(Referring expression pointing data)

== Segment start ==

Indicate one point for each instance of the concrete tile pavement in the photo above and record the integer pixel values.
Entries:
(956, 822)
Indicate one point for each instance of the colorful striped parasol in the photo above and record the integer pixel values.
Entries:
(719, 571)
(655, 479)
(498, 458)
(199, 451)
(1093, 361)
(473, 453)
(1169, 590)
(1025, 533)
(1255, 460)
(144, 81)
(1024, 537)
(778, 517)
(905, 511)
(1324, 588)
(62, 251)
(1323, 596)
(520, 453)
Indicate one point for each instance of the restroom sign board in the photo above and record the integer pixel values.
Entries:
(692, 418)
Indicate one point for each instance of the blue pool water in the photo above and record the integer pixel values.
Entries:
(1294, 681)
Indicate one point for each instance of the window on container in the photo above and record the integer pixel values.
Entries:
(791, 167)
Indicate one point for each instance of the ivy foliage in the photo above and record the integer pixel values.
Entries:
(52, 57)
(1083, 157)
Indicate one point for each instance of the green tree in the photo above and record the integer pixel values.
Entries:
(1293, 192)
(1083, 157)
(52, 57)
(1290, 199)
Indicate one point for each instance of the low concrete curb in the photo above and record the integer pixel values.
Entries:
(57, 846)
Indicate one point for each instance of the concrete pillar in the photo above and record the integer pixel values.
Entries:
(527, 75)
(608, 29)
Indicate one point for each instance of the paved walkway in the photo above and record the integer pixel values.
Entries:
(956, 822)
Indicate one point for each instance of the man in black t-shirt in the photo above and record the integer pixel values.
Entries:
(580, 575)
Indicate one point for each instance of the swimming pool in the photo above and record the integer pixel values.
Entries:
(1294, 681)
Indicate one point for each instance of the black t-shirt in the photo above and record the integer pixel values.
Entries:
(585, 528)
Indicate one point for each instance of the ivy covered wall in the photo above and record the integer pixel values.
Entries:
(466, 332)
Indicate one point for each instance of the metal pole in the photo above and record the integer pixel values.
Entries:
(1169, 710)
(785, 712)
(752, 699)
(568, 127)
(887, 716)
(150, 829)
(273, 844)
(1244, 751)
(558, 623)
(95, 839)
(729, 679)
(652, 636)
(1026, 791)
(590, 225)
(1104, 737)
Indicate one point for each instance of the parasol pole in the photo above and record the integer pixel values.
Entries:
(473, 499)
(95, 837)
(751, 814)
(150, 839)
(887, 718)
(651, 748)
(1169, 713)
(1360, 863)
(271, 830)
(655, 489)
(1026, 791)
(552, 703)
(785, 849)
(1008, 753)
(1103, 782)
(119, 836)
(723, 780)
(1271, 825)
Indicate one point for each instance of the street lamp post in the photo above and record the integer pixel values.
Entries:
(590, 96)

== Segment end ==

* _How to complete this task_: Copy every record precisely, omitting nothing.

* _Solution for this problem_:
Indicate one point for each instance of the concrete tile pavement in the photo above and record the integer pixel values.
Entries:
(956, 822)
Indicate one point for each instance of the colorful striped parasol in the photo above and record the integer pixel values.
Entries:
(719, 571)
(655, 479)
(498, 458)
(199, 451)
(1093, 361)
(473, 453)
(1169, 590)
(1025, 533)
(1255, 460)
(144, 81)
(1024, 537)
(778, 517)
(905, 511)
(1324, 588)
(62, 251)
(1323, 596)
(520, 453)
Indicate one point for each instance of the restroom sign board in the photo above and record the integer pixel values.
Entries:
(692, 418)
Indicate one point for each instance of the blue pool water in the photo above and record the integer pixel values.
Entries:
(1294, 681)
Indicate one point for each instance of the window on container in the photo above and record the integer pixel values.
Entries:
(791, 167)
Indicate one point for each instance of the ivy foliage in the photo above and record the integer pixel values.
Entries:
(52, 57)
(1083, 157)
Indicate one point for each instance of the green tree in the photo above and record the integer pixel values.
Entries:
(1293, 192)
(1083, 157)
(52, 57)
(1290, 199)
Indicate one point for each instance of the low concrete curb in the photo above and record the integer pixel values.
Entries:
(57, 846)
Indicate one point for each instance of the concrete pillar in the photo above and record the integer pixel values.
Entries:
(527, 75)
(608, 29)
Indicate one point for each instance of the paved walkway in the photo above and record the integer pixel values.
Entries:
(956, 822)
Indicate one point for each instance of the man in black t-shirt in the photo above and record the integer pixel values.
Entries:
(580, 575)
Indicate one point for each instance of the swimming pool in the photo above and record the integer pixel values.
Entries:
(1294, 681)
Indicate one point for each instance of the black t-shirt in the photo above and record the integer pixel values.
Entries:
(585, 528)
Indicate one point for each instance of the ivy covered wall in the photo above and record the integer pixel values.
Entries:
(466, 332)
Indicate one point for each instance of the metal pole in the photo above and record the integer pixel values.
Entries:
(1169, 710)
(785, 712)
(752, 699)
(568, 127)
(887, 716)
(150, 829)
(273, 844)
(1244, 751)
(558, 623)
(95, 839)
(729, 679)
(652, 636)
(1026, 791)
(590, 225)
(1104, 737)
Indicate one point for each instance of the parasol pole in the photo above and record the integer pixel values.
Entries:
(473, 499)
(95, 837)
(751, 814)
(150, 839)
(887, 718)
(651, 748)
(1169, 713)
(1360, 863)
(271, 830)
(655, 489)
(1026, 791)
(552, 703)
(785, 849)
(1008, 753)
(1103, 782)
(119, 836)
(723, 780)
(1271, 825)
Indicate one point for each instance of the street lamp post in the photo above and record the integer pixel values.
Entries:
(590, 96)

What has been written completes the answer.